Source extract:
▬▬▬▬▬▬

Salesforce is marketing hard on autonomous agents: "We feel we have a window of about six months where we're trying to be first mover here," said APAC CMO Leandro Perez.
For the people that should know, if they don't within the next six months, they'll just be left behind.
Six months max
“We feel we have a window of about six months where we're trying to be first mover here," Perez told Mi3. “Will there be a moment where everyone understands this? No. For the people that should know, if they don't within the next six months, they'll just be left behind.
“We've really shown that [agents] are a true market versus co-pilots – a lot of people went early and they couldn't see the ROI. Co-pilots are a nice little productivity hack. They give you a five per cent improvement in your time … it doesn't take away any of your problems. If it's not taking action, it's doing what a co-pilot does.”
Perez claimed “everyone's pivoted their market strategy” to agents. “We’re in front and we'll keep innovating, but everyone's going to be trying to do what we're doing now."
Fisher & Paykel has gone early with Salesforce on agents – Chief Digital Officer Rudi Khoury told Mi3 the company was working on multiple deployments.
“We've played with every single co-pilot there is. The challenge with co-pilots… and what they're missing is a reasoning engine on top of the LLM to actually understand the topic and question that it's being asked, then be able to coordinate responses that are more relevant and accurate.”
A use case which Fisher & Paykel sees as imminent is in customer service.
“If you need help with your oven, it goes back and forth with you maybe troubleshooting around your oven. If at the end, you need someone to come and service or maintain it, it’s able to take you from that chat experience into a booking experience digitally," he said. "If there's an action required, like you've got an order you need to change, it helps you change the order, not just tell you how to change the order.”
Big consulting firms like Accenture, Deloitte and KPMG typically strike lucrative alliances with tech vendors for business transformation programs and also generate fee income with bespoke deployments of new tech like AI. But Salesforce is also having a chip at those firms with its market strategy admonishing companies to “don’t DIY your AI”.
“What the CIOs will do is they'll probably want to try to build something... you're going to spend a long time doing it, it's fraught with risk,” Perez said.
Responsibly wrong
Still, David Droga sees agents and AI as the top agenda item for his business and individuals because of the jobs that will go and the disruption they will create for enterprise.

▬▬▬▬▬▬

Brief 1:
From the article on Salesforce's agent push, copy word for word the part that begins at the words "Responsibly wrong" and stops after "create for enterprise.".
Brief 2:
Answer these from the article on Salesforce's agent push:
(a) What title does Leandro Perez hold?
(b) Who is Fisher & Paykel's Chief Digital Officer?
(c) In what area does Fisher & Paykel see an imminent use case for agents?
Brief 3:
Name every company or organization mentioned in the article on Salesforce's agent push.
The entries after this point are separate material with no connection to the article.

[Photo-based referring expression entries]
▬▬▬▬▬▬

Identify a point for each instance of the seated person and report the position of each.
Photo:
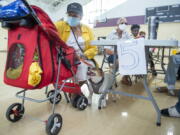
(117, 34)
(78, 36)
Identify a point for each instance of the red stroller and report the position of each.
(34, 44)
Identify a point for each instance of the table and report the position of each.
(148, 43)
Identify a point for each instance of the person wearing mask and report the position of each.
(77, 35)
(142, 34)
(119, 33)
(135, 31)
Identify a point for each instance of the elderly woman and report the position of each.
(117, 34)
(78, 36)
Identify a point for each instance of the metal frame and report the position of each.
(149, 43)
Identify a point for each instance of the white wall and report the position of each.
(136, 7)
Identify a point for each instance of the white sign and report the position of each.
(131, 56)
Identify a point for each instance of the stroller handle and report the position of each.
(32, 12)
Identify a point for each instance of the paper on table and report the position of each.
(131, 57)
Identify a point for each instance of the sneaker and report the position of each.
(171, 92)
(89, 100)
(170, 112)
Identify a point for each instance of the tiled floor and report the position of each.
(126, 116)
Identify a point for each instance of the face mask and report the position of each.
(73, 21)
(122, 27)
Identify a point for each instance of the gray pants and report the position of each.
(173, 65)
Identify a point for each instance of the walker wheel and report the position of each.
(54, 124)
(74, 101)
(82, 103)
(58, 97)
(158, 124)
(15, 112)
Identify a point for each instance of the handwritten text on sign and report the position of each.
(131, 56)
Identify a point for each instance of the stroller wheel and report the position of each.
(15, 112)
(54, 124)
(58, 97)
(74, 101)
(82, 103)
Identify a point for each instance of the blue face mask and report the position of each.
(73, 21)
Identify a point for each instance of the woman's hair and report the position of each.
(142, 32)
(121, 19)
(134, 26)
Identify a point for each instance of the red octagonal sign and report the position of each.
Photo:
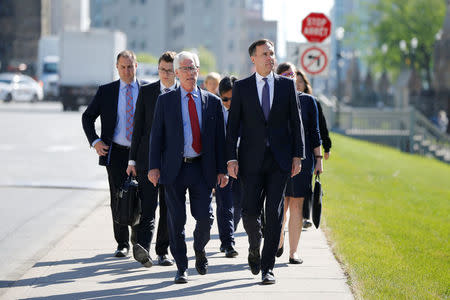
(316, 27)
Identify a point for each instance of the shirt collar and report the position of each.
(260, 78)
(184, 93)
(124, 85)
(162, 86)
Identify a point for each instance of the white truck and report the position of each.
(87, 60)
(47, 65)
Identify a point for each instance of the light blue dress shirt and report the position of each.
(188, 150)
(120, 132)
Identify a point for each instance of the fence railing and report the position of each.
(406, 129)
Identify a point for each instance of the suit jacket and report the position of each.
(143, 120)
(104, 104)
(167, 137)
(283, 129)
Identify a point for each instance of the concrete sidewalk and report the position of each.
(81, 266)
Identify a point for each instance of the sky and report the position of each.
(289, 14)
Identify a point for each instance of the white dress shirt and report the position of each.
(260, 84)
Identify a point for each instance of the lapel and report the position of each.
(255, 97)
(204, 107)
(115, 96)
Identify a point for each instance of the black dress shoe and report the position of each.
(231, 252)
(268, 277)
(181, 277)
(254, 261)
(164, 260)
(295, 261)
(141, 255)
(201, 262)
(121, 252)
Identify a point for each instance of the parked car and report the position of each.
(19, 87)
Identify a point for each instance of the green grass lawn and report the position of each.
(387, 214)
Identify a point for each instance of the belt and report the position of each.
(118, 146)
(190, 160)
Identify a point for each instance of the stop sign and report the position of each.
(316, 27)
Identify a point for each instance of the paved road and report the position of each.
(49, 181)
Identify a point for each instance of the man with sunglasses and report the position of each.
(187, 153)
(138, 165)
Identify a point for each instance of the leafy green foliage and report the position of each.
(394, 20)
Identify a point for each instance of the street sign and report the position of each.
(314, 58)
(316, 27)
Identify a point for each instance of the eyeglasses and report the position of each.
(167, 71)
(288, 74)
(189, 69)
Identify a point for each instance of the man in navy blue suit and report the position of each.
(115, 103)
(264, 111)
(187, 144)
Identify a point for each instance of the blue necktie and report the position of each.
(266, 99)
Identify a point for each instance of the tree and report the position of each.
(398, 20)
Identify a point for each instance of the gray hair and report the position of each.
(185, 55)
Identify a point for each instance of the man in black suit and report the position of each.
(264, 111)
(138, 165)
(114, 103)
(187, 144)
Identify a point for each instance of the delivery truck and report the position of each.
(87, 60)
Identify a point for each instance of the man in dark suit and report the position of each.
(138, 165)
(187, 153)
(264, 111)
(114, 103)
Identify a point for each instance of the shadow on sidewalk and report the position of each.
(125, 270)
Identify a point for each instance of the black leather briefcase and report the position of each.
(127, 210)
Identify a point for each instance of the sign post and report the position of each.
(316, 27)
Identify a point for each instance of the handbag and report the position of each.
(317, 201)
(127, 210)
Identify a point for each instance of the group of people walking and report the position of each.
(256, 143)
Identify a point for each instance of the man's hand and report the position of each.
(222, 180)
(233, 168)
(153, 176)
(131, 170)
(296, 166)
(101, 148)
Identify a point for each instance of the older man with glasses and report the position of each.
(187, 153)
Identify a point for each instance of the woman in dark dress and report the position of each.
(303, 85)
(299, 186)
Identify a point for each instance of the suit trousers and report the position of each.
(271, 181)
(116, 177)
(148, 194)
(227, 198)
(162, 237)
(189, 178)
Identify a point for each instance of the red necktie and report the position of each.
(195, 126)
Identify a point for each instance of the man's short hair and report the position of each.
(185, 55)
(252, 48)
(167, 56)
(127, 54)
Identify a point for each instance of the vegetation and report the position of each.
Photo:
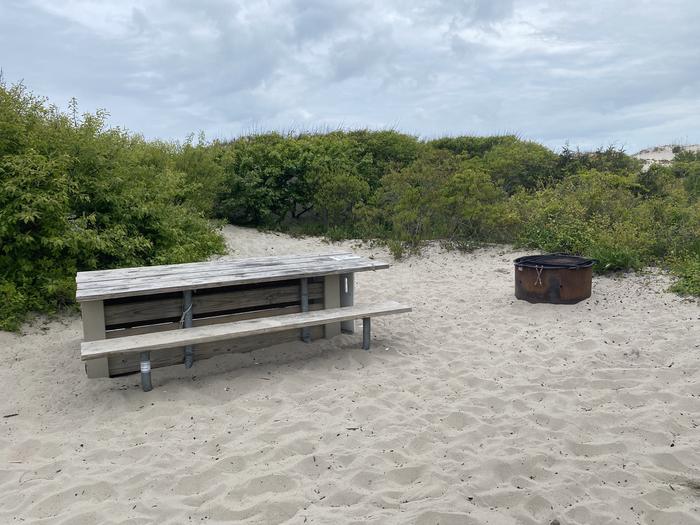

▬▬▬▬▬▬

Expected output 1:
Responsibly wrong
Still, David Droga sees agents and AI as the top agenda item for his business and individuals because of the jobs that will go and the disruption they will create for enterprise.

Expected output 2:
(a) APAC CMO
(b) Rudi Khoury
(c) Customer service

Expected output 3:
Salesforce, Mi3, Fisher & Paykel, Accenture, Deloitte, KPMG